__CONSIGNES__
1: Recopiez mot pour mot le passage de l'intervention qui va de « Séance en hémicycle » à « moins deux raisons. ».
2: D'après l'intervention, quel organisme trouve les prévisions de croissance trop optimistes ?
3: Dans l'intervention, résumez en quelques phrases le paragraphe qui commence par « Les prévisions de croissance apparaissent », en gardant ses faits principaux.

__PAGE__
Intervention de Eva Sas

Séance en hémicycle du 23 avril 2013 à 15h00
Déclaration du gouvernement en application de l'article 50-1 de la constitution sur le programme de stabilité de la france pour 2013-2017 débat et vote sur cette déclaration

Photo issue du site de l'Assemblée nationale ou de WikipediaEva Sas :

Monsieur le président, monsieur le ministre, chers collègues, ce programme de stabilité pour la période 2013-2017 s'inscrit dans la lignée du traité de stabilité, de coordination et de gouvernance et, à ce titre, il suscite chez nous les mêmes interrogations. Plus encore, il nous inquiète, pour au moins deux raisons.

Les prévisions de croissance apparaissent trop optimistes aux dires mêmes du Haut Conseil des Finances Publiques. Celui-ci en effet « considère que le scénario pour les années 2013-2014 est entouré d'un certain nombre d'aléas qui font peser un risque à la baisse sur les prévisions ». Il estime en particulier que l'effet négatif des politiques d'austérité en France et en Europe est sous-estimé, à la fois sur la demande intérieure et sur les exportations. Il estime également que les effets positifs annoncés du CICE et de l'ANI ne sont pas documentés et demeurent de ce fait incertains.

Nous aurions pu considérer que ces prévisions optimistes, à défaut d'asseoir la crédibilité budgétaire de la France, laissaient une forme de souplesse par rapport au rythme des déficits : c'est en partie vrai. Mais malgré cette forme de souplesse, la contraction budgétaire prévue reste très soutenue, ce qui constitue notre deuxième source d'inquiétudes.

__DONNÉES FOURNIES__

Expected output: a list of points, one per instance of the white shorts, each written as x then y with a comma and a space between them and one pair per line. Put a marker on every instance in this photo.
--
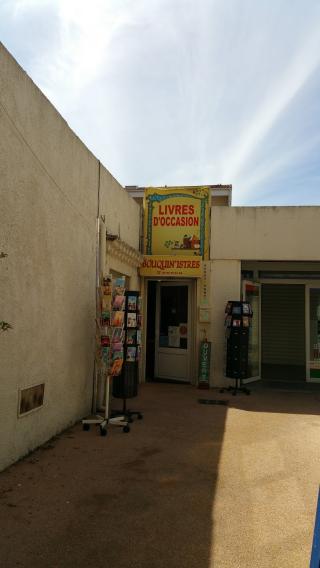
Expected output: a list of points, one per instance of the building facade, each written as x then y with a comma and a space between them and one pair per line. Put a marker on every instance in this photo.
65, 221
* * *
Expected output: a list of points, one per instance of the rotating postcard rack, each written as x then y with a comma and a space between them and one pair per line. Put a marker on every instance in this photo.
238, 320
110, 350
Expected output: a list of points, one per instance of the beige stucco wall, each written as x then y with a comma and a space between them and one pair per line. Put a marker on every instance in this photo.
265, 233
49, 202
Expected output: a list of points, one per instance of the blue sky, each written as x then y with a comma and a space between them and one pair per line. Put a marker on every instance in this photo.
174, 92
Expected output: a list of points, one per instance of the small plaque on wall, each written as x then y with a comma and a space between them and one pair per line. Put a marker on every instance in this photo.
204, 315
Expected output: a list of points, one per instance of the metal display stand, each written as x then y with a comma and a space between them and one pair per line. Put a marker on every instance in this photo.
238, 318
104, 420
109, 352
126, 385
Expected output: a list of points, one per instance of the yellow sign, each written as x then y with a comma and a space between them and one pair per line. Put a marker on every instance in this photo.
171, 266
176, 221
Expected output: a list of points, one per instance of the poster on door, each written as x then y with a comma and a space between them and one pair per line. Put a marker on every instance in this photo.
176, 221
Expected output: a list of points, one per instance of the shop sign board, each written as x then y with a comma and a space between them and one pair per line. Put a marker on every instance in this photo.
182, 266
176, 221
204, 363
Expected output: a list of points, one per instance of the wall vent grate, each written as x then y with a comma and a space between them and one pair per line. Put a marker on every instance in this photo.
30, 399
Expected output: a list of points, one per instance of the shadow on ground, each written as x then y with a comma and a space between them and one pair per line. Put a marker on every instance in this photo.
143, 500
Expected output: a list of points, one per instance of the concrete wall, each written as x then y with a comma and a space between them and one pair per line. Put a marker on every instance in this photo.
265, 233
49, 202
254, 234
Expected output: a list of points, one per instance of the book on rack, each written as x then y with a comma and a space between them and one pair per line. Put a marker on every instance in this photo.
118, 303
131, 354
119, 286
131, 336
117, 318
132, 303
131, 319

__CORRIGÉS__
1:
Séance en hémicycle du 23 avril 2013 à 15h00
Déclaration du gouvernement en application de l'article 50-1 de la constitution sur le programme de stabilité de la france pour 2013-2017 débat et vote sur cette déclaration

Photo issue du site de l'Assemblée nationale ou de WikipediaEva Sas :

Monsieur le président, monsieur le ministre, chers collègues, ce programme de stabilité pour la période 2013-2017 s'inscrit dans la lignée du traité de stabilité, de coordination et de gouvernance et, à ce titre, il suscite chez nous les mêmes interrogations. Plus encore, il nous inquiète, pour au moins deux raisons.

2: Le Haut Conseil des Finances Publiques.

3: D'après le Haut Conseil des Finances Publiques, les prévisions de croissance sont trop optimistes. Le scénario pour 2013-2014 comporte des aléas qui risquent de les tirer vers le bas. L'effet négatif des politiques d'austérité en France et en Europe est sous-estimé, aussi bien sur la demande intérieure que sur les exportations. Quant aux effets positifs annoncés du CICE et de l'ANI, ils ne sont pas documentés et restent donc incertains.